Requirement — Extract the lines of the material from the one containing "QA step — the blurred" through the one containing "[0,544,1036,721]", inclusive, and reproduce them verbatim.

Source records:
--- START ---

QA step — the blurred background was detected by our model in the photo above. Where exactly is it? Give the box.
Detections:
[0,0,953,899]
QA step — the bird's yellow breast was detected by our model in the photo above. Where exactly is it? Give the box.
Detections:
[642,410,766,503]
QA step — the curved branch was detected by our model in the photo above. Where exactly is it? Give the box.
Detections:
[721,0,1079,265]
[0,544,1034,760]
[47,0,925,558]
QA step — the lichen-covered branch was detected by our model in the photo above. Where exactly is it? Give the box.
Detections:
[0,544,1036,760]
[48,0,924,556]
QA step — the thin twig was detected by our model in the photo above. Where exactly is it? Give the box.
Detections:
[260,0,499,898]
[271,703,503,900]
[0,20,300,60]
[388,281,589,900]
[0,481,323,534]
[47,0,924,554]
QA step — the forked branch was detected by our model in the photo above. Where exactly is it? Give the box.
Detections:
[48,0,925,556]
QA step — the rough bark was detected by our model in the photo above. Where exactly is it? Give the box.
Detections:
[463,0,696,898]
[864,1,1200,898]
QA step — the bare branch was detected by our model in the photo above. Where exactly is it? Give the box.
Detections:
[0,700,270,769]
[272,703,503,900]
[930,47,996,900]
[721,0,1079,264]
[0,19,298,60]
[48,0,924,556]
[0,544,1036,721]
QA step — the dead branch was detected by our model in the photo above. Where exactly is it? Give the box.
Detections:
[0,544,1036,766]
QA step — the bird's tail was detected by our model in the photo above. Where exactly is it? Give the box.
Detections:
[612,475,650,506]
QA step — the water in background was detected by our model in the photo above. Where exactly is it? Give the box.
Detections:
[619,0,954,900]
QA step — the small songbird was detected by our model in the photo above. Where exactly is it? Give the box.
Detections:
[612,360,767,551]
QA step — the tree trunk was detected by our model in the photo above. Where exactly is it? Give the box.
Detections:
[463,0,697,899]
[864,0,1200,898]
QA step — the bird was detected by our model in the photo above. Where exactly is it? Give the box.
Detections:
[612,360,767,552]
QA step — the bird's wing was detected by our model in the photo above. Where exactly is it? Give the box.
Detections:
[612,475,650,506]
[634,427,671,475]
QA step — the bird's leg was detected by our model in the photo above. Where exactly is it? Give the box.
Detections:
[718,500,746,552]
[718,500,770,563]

--- END ---
--- START ---

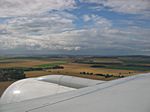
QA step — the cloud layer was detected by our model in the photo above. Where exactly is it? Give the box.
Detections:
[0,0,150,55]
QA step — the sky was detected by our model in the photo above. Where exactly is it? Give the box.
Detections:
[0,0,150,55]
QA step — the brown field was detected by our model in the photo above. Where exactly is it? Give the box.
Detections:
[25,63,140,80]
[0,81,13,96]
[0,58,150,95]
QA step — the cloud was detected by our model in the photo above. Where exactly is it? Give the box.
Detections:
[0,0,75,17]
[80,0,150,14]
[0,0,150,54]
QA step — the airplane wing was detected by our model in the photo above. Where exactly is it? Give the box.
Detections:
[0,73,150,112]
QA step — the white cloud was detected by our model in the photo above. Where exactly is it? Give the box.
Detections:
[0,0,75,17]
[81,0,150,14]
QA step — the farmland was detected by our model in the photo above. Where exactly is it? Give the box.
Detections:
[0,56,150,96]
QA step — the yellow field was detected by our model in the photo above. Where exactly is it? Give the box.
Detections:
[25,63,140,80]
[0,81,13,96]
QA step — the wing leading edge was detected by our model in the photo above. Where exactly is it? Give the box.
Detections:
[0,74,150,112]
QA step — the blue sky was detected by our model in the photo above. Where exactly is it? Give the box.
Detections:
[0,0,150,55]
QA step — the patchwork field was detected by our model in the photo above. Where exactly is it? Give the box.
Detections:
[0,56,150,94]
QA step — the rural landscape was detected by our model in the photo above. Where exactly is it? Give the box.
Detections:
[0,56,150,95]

--- END ---
--- START ---

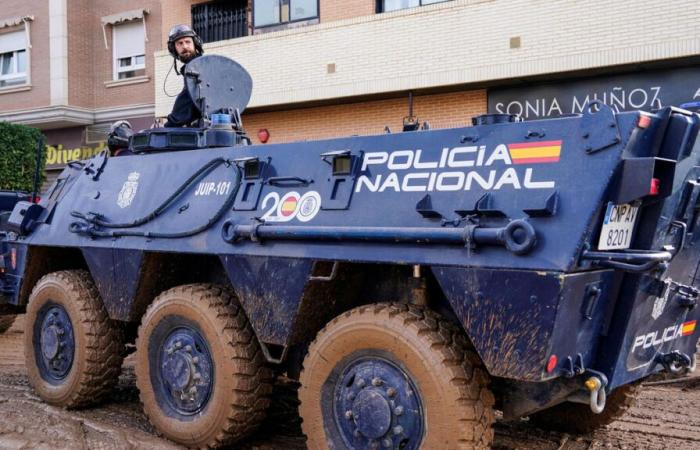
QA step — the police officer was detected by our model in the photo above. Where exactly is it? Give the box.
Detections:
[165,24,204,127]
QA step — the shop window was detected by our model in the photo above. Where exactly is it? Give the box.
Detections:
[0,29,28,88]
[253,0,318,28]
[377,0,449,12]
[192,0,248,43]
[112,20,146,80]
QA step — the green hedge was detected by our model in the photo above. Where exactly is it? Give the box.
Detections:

--- END ---

Answer to the exercise —
QA step — the blurred background was detected by our model in the photo above. Where exactly is it? Give the box.
Detections:
[0,0,953,899]
QA step — the bird's yellow breast was detected by our model in the photo above. Where exactly is it? Give the box.
Detections:
[642,410,766,503]
QA step — the curved branch was detected by our model in the photo above. Where exactly is it? Give the box.
Detections:
[721,0,1079,265]
[0,544,1034,760]
[47,0,925,558]
QA step — the lichen-covered branch was detected by our model in the photo above. Where exactly is it? Give the box.
Detections:
[0,544,1036,760]
[48,0,924,556]
QA step — the thin twig was detected by our model in the photo above. Where exactly is it? Give the box.
Detections:
[260,0,499,898]
[271,703,503,900]
[0,20,300,60]
[388,281,589,900]
[0,481,323,534]
[47,0,924,554]
QA step — the forked branch was detected by our model in the photo above. Where exactly is it? Give the box.
Detections:
[48,0,925,556]
QA step — the rough bark was detected by our model in the photo above. Where exactly is it? Give the box.
Detections:
[463,0,696,898]
[864,1,1200,898]
QA step — the bare branch was detected by our model in the photo above. Where exactly is it? Give the box.
Detections:
[0,700,270,769]
[272,703,503,900]
[930,47,996,900]
[721,0,1079,264]
[0,19,298,60]
[48,0,924,556]
[0,544,1036,721]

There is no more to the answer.